■ **给定问题 1**
找出下方记录中所有含有字符串“white”的行，并逐行照原样抄录。

■ **文章**
○ ○ ○

建议50：Python中的高级数据结构

# -*-  coding:utf-8 -*-

'''

Collection、Array、Heapq、Bisect、Weakref、Copy以及Pprint

collections模块包含了内建类型之外的一些有用的工具，例如Counter、defaultdict、OrderedDict、deque以及nametuple。其中Counter、deque以及defaultdict是最常用的类。

'''

from collections import Counter

li = ["Dog", "Cat", "Mouse", 42, "Dog", 42, "Cat", "Dog"]

a = Counter(li)

print a # Counter({'Dog': 3, 42: 2, 'Cat': 2, 'Mouse': 1})

#若要统计一个list中不同单词的数目，可以这么用：

print len(set(li)) #

#如果需要对结果进行分组，可以这么做：

print "{0} : {1}".format(a.values(),a.keys())  # [1, 3, 2] : ['Mouse', 'Dog', 'Cat']

print(a.most_common(3)) # [('Dog', 3), ('Cat', 2), ('Mouse', 1)]

'''

Deque是一种由队列结构扩展而来的双端队列(double-ended queue)，队列元素能够在队列两端添加或删除。

因此它还被称为头尾连接列表(head-tail linked list)，尽管叫这个名字的还有另一个特殊的数据结构实现。

Deque支持线程安全的，经过优化的append和pop操作，在队列两端的相关操作都能够达到近乎O(1)的时间复杂度。

虽然list也支持类似的操作，但是它是对定长列表的操作表现很不错，而当遇到pop(0)和insert(0, v)这样既改变了列表的长度

又改变其元素位置的操作时，其复杂度就变为O(n)了。

'''

import time

from collections import deque

num = 100000

def append(c):

    for i in range(num):

        c.append(i)

def appendleft(c):

    if isinstance(c, deque):

        for i in range(num):

            c.appendleft(i)

    else:

        for i in range(num):

            c.insert(0, i)

def pop(c):

    for i in range(num):

        c.pop()

def popleft(c):

    if isinstance(c, deque):

        for i in range(num):

            c.popleft()

    else:

        for i in range(num):

            c.pop(0)

○ ○ ○

■ **提供数据**
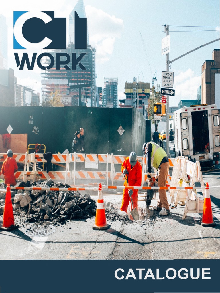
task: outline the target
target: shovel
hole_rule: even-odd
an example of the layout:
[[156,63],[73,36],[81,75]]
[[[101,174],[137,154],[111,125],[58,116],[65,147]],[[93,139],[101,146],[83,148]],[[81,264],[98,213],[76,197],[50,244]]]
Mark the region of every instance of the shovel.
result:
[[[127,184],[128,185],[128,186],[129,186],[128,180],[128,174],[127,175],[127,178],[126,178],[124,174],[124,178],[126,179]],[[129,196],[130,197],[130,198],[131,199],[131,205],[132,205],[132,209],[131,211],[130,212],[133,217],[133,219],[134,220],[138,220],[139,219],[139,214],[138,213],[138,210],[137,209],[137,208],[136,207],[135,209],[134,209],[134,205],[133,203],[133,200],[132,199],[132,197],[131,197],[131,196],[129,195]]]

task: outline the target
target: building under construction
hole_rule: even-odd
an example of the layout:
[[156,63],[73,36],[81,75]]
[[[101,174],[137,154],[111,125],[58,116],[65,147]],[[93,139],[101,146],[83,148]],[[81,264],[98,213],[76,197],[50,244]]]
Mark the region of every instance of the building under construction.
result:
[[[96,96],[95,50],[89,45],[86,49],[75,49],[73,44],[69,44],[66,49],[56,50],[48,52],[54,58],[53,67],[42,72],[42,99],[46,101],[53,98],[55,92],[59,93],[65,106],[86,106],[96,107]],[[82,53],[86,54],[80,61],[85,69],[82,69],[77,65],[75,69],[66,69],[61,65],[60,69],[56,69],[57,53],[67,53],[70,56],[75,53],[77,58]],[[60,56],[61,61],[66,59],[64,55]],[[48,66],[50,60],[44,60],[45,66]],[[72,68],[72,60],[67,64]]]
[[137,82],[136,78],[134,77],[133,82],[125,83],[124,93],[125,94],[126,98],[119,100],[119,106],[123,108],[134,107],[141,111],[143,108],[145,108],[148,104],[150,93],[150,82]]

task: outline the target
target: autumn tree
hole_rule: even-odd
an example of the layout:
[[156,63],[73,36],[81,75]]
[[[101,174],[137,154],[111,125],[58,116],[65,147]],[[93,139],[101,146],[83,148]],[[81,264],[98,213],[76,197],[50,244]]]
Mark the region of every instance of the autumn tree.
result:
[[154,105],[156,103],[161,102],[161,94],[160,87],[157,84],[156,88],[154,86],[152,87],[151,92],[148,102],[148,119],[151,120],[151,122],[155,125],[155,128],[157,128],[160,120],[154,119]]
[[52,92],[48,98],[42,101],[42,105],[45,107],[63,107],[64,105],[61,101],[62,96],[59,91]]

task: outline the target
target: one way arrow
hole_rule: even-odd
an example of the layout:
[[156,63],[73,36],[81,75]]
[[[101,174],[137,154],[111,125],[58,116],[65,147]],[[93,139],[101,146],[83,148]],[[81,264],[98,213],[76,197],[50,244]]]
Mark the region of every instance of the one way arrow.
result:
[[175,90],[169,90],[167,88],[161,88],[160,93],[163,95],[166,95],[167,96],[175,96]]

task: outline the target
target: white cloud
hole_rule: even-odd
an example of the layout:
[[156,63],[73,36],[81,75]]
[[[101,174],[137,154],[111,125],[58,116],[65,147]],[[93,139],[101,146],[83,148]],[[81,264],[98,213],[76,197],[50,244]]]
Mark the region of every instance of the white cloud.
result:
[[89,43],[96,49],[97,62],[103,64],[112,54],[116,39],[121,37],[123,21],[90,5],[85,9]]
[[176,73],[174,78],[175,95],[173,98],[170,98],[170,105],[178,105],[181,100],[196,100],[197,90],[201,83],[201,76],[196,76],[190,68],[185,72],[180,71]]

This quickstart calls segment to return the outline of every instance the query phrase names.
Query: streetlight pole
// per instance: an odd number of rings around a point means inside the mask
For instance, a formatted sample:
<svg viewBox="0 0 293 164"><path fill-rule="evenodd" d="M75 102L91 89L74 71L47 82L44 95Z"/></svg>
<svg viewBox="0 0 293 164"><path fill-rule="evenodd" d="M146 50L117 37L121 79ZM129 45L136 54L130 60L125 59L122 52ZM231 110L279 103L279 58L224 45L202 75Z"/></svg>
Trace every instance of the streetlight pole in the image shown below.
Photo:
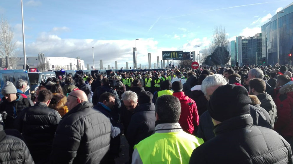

○ ○ ○

■ **给定问题 2**
将上方介绍Python高级数据结构的文章中，从含有“Deque是一种由队列结构扩”的字句开头、到“又改变其元素位置的操作时，其复杂度就变为O(n)了。”结束的那一段，一字不改地重新输入。

■ **最终答案 1**
target: white cloud
Mark the region of every instance of the white cloud.

■ **最终答案 2**
Deque是一种由队列结构扩展而来的双端队列(double-ended queue)，队列元素能够在队列两端添加或删除。

因此它还被称为头尾连接列表(head-tail linked list)，尽管叫这个名字的还有另一个特殊的数据结构实现。

Deque支持线程安全的，经过优化的append和pop操作，在队列两端的相关操作都能够达到近乎O(1)的时间复杂度。

虽然list也支持类似的操作，但是它是对定长列表的操作表现很不错，而当遇到pop(0)和insert(0, v)这样既改变了列表的长度

又改变其元素位置的操作时，其复杂度就变为O(n)了。